*** Extract to read Section Begins ***

So what were the objections? We can’t be expected to evaluate all pre- and post-analytical errors such as problems with the LIS. Let’s develop a new standard for pre- and post-analytical errors.

But the revised EP21 does not suggest evaluating all pre- and post-analytical errors, it advises one not to exclude the opportunity for relevant errors in the protocol, such as the glucose example above.

The consultant’s task is to expose objections that have no merit.

Why you need to be your own patient advocate with lab tests

June 1, 2009

advocateLab tests have error and sometimes very large errors. As the last blog entry showed, patient harm can result from certain lab errors. In this blog entry, lab error means an error large enough to result in patient harm. But it is not the error itself that causes harm, it is the clinician acting on the result. When harm occurs from lab error, one can infer that the clinician has not questioned the accuracy of the test. Thus, it’s up to the patient to question the result.

*** Extract to read Section Ends ***
*** Data excerpts Section Begins ***

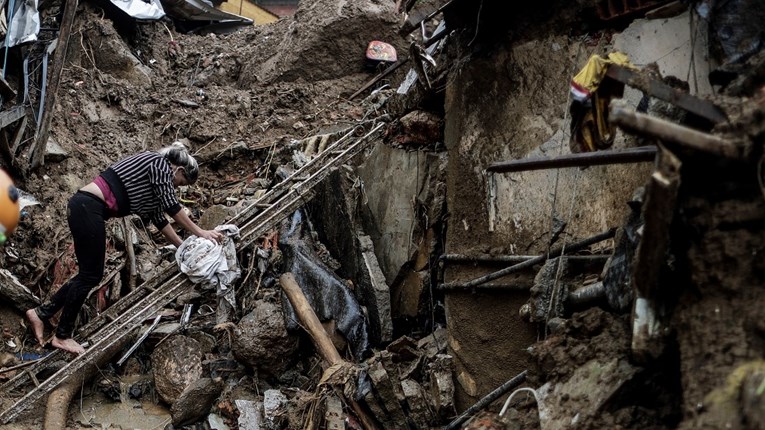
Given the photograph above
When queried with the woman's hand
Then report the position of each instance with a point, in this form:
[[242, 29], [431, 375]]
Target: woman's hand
[[213, 235]]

*** Data excerpts Section Ends ***

[Your objective] Continue the blog text about lab test errors from the point where it stops.

[Result of the task]
Some examples of how lab results can have error:

Interferences – The HAMA interference from the previous blog is just one example of an interference and can occur on assays other than hCG.

Known bias  – Example: PSA values can differ by 22% on average depending on the manufacturer. This is due to how the assay is standardized. Say one’s PSA value was 3.3 as assayed by manufacturer ABC. If next year the assay value remained at 3.3 by manufacturer ABC, but a different manufacturer were used (that had this 22% different standardization), the reported value would be 4.0 on average. Actually, taking into account the ~5% CV of these assays, 95% of the time the value would be between 3.2 and 4.8 (e.g., half the time greater than 4). Unless questioned, this might lead to a biopsy. Often, the manufacturer is not listed on the lab report. To find this out, one must call the lab.

Problems with newer tests – Molecular testing with arrays is the newest type of testing. A recent article (subscription required for full article) showed that the reproducibility was often greater than 30% CV. If one translates this to a glucose test with a true value of 100 mg/dL, 95% of the time, values would be between 40 and 160 mg/dL! Another report showed that different generations of probe sets often had close to 0 correlation. Back to glucose, this is equivalent to running a method comparison between a newer and older machine and getting random scatter rather than a typical result of a correlation > 0.9.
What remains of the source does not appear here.